■ BRIEF A ■
In the text on Marine Corps sayings, what does Semper Fidelis mean in Latin?
■ BRIEF B ■
Can you condense the paragraph of the Marine Corps sayings text that begins "Jarhead is a slang word" into a short bulleted list that keeps its main facts?
■ BRIEF C ■
Duplicate the passage of the Marine Corps sayings text between "The Marine Corps has" and "always a Marine.", inclusive.

■ TEXT ■
▼

The Marine Corps has many unique sayings that may have you scratching your head if you were never in the Marines.
Even after retiring from the military or returning to the civilian population, many Marines will still use the sayings or jargon they used while serving.
A famous saying is, once a Marine, always a Marine.
Sometimes Hollywood tries to make its movies more authentic by throwing in some of our commonly used phrases, and they get it completely wrong.
Also, the Marine Corps loves using acronyms, which rarely translate well to a normal conversation.
The 30 Marine Corps Sayings below will help you understand your loved ones and co-workers who served or the latest Hollywood blockbuster.
Related Article – 194 Common Military Terms / Slang / Jargon / Lingo
1. Semper Fi
Semper Fi is one of the most common phrases a Marine will use, which is short for Semper Fidelis, which stands for Always Faithful in Latin.
The phrase shows the undying relationship that Marines have with one another on or off the battlefield.
The motto was created in 1883 and promises that we will always win our nation’s battles.
Jarhead is a slang word for a Marine that appeared first during World War II by other military branches.
The original meaning comes from how Marines’ heads looked like mason jars when they wore their dress blue uniforms, but it is commonly used now to describe how Marines look when they have a crew cut or high and tight haircut.
The official battle cry for the Marine Corps is Oorah.

▲

■ SUPPLIED MATERIAL ■
▼

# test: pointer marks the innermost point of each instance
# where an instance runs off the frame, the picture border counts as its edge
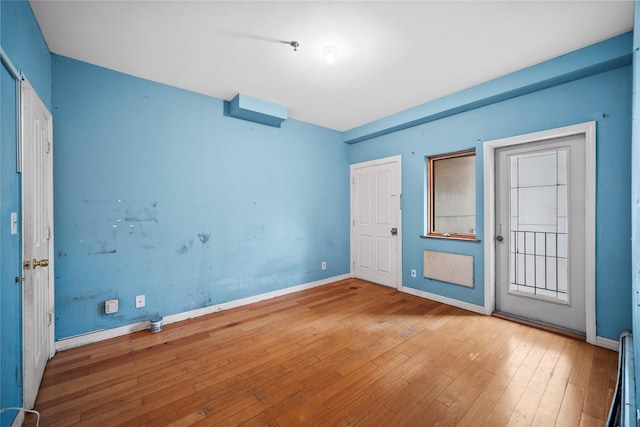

▲

■ EXERCISE RESPONSE A ■
Always Faithful.

■ EXERCISE RESPONSE B ■
- "Jarhead" is slang for a Marine, first used by other military branches during World War II.
- It originally referred to Marines' heads looking like mason jars in their dress blue uniforms.
- Today it commonly describes Marines with a crew cut or a high and tight haircut.

■ EXERCISE RESPONSE C ■
The Marine Corps has many unique sayings that may have you scratching your head if you were never in the Marines.
Even after retiring from the military or returning to the civilian population, many Marines will still use the sayings or jargon they used while serving.
A famous saying is, once a Marine, always a Marine.